* Task to carry out
Copy every line of the records below word for word, leaving out the pictures.

* Entries supplied
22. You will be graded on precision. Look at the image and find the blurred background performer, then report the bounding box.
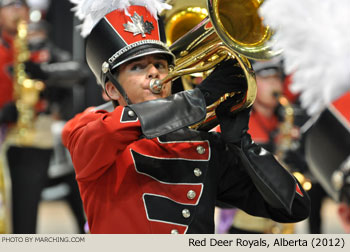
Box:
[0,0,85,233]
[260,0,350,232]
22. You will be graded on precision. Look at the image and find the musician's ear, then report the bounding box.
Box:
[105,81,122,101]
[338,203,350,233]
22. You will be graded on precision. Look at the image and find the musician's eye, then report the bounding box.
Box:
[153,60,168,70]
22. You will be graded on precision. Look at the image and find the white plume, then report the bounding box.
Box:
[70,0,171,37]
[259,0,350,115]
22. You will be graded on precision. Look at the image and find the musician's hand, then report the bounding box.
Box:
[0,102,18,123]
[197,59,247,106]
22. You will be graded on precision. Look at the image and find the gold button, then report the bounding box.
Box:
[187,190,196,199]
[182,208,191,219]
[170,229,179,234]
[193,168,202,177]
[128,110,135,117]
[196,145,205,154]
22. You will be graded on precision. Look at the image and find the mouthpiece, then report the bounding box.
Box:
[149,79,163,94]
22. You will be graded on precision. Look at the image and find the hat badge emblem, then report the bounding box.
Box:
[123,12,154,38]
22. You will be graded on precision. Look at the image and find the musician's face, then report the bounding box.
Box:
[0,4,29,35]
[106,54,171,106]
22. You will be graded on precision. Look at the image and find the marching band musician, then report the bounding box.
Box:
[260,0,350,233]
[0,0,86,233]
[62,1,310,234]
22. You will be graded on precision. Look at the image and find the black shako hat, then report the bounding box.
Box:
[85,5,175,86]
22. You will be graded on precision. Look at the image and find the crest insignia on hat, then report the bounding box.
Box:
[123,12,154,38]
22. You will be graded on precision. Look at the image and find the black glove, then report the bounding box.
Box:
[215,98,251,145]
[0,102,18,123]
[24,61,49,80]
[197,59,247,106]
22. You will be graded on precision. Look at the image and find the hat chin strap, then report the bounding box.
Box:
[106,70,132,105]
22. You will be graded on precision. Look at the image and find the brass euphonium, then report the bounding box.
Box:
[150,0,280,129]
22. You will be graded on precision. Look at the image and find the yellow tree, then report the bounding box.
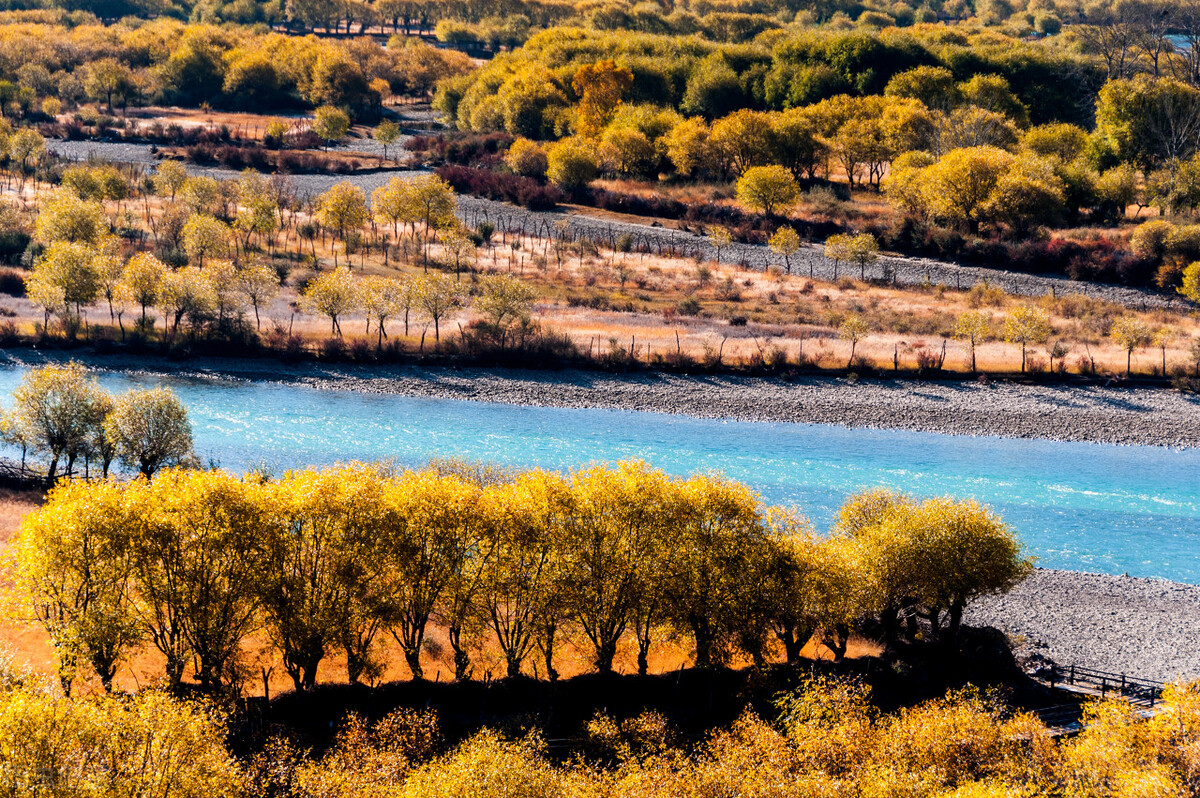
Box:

* Solution to the problem
22. You will be graded on precision. Look at the image and find the blurred background performer, then report the bounding box.
Box:
[0,0,85,233]
[260,0,350,232]
22. You will be graded on precision. Look at the image and find the musician's ear, then report the bounding box.
Box:
[105,81,122,101]
[338,203,350,233]
22. You will be graded on precision. Look at the image and find the musician's eye, then report the bounding box.
Box:
[153,60,168,70]
22. You will be graded on precision. Look at the image and find the white plume, then report the bounding box.
Box:
[70,0,171,37]
[259,0,350,115]
22. You will be graded on precision. Look at the image and find the musician's hand, then report the bounding box.
Box:
[0,102,18,123]
[197,59,247,106]
22. You will be graded on precision. Look at the image and find the gold button, then report the bounding box.
Box:
[187,190,196,199]
[182,208,191,219]
[170,229,179,234]
[193,168,202,177]
[128,110,135,117]
[196,145,205,154]
22. You will be graded on precision. Look at the image and find the mouthpiece, then report the bounding box.
Box:
[149,79,163,94]
22. You will be graded on precision. Look at the image and find the hat badge emblem, then report the bounding box.
Box:
[123,12,154,38]
22. You will be graded on precision. Look at the image and find the musician's face, then report the bounding box.
Box:
[0,4,29,35]
[106,54,171,106]
22. You will be graded on precision. Look at the image and find the marching band musician, then report the bounding box.
Box:
[260,0,350,233]
[0,0,86,233]
[62,1,310,234]
22. You will be graded on precision. Look at the image and find the black shako hat, then report the bounding box.
Box:
[85,5,175,86]
22. You will be graded on precision. Look at the image and find the crest insignia on hat, then report the bounding box.
Box:
[123,12,154,38]
22. You will be graded on precision. Look at the image and find the black glove, then report the bounding box.
Box:
[215,98,251,145]
[0,102,18,123]
[24,61,49,80]
[197,59,247,106]
22. You will be graded on precision. Look at the image and find the hat chin strap, then report the bounding box.
Box:
[106,70,132,105]
22. You will be graded on precision. Look at the image and find the brass euphonium, then report the bounding box.
Box:
[150,0,280,129]
22. You will be graded on precision. Look at the image and find the yellow tree, then report the bounding box.
Box:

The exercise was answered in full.